Input material:
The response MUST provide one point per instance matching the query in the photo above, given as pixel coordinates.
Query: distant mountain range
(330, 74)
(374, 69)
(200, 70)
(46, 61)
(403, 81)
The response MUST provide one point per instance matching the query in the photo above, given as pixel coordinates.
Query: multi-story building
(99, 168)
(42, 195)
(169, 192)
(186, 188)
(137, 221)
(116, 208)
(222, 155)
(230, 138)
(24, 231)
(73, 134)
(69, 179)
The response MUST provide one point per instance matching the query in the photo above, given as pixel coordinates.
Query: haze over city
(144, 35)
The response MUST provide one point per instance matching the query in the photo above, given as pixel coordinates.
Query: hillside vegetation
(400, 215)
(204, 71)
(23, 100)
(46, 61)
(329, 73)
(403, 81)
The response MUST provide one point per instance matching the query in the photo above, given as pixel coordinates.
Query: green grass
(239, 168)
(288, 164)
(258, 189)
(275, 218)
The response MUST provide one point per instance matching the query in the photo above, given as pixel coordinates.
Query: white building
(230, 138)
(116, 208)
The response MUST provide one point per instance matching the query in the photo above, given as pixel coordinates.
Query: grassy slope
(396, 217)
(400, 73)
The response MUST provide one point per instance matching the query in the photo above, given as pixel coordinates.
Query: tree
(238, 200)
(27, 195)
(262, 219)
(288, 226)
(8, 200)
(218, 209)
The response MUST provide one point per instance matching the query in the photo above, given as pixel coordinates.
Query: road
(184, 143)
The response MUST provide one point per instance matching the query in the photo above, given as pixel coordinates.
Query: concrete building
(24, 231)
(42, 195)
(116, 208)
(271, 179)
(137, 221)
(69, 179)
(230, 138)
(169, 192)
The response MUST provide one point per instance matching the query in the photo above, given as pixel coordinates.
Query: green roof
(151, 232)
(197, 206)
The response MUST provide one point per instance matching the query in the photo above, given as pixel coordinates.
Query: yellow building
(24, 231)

Exercise aim: Return all of the entries exactly as they were supplied.

Your solution:
The response MUST provide one point per instance matching the query in the photo above, given as pixel coordinates.
Query: distant mountain range
(330, 74)
(374, 69)
(200, 70)
(46, 61)
(403, 81)
The response MUST provide one point per instance matching the query in the photo above, given as pixel coordinates.
Query: multi-story building
(99, 168)
(42, 195)
(169, 192)
(186, 188)
(137, 221)
(116, 208)
(222, 155)
(230, 138)
(24, 231)
(73, 134)
(69, 179)
The response MUST provide one point per instance matching the query in the photo above, given as pixel coordinates.
Query: haze over city
(144, 35)
The response MUST provide one point per instance matching the query in the photo above, given as pixel coordinates.
Query: hillside vegetation
(400, 215)
(204, 71)
(23, 100)
(46, 61)
(329, 73)
(403, 81)
The response MUST provide one point per instance matching the query in the photo above, given as pixel coordinates.
Query: green grass
(239, 168)
(288, 164)
(258, 189)
(275, 218)
The response MUST provide one point per instance matching the query in the photo above, given as pixel coordinates.
Query: white building
(230, 138)
(116, 208)
The response MUST provide one point per instance matching the query in the photo above, given as pixel coordinates.
Query: grassy slope
(396, 217)
(400, 73)
The response MUST provide one point per instance matching the query in the photo above, given as pixel coordinates.
Query: tree
(238, 200)
(27, 195)
(262, 219)
(288, 226)
(8, 200)
(218, 209)
The response MUST provide one point per instance matching the query in the photo above, given as pixel coordinates.
Query: road
(184, 143)
The response MUST provide one point per instance matching the query in the photo above, given as pixel coordinates.
Query: concrete building
(24, 231)
(42, 195)
(116, 208)
(271, 179)
(137, 221)
(69, 179)
(230, 138)
(169, 192)
The response MUST provide one point per instance matching the query in the photo above, given as pixel coordinates.
Query: green roof
(151, 232)
(197, 206)
The response MUST provide one point per instance matching the query in the photo above, given as pixel coordinates.
Query: yellow building
(24, 231)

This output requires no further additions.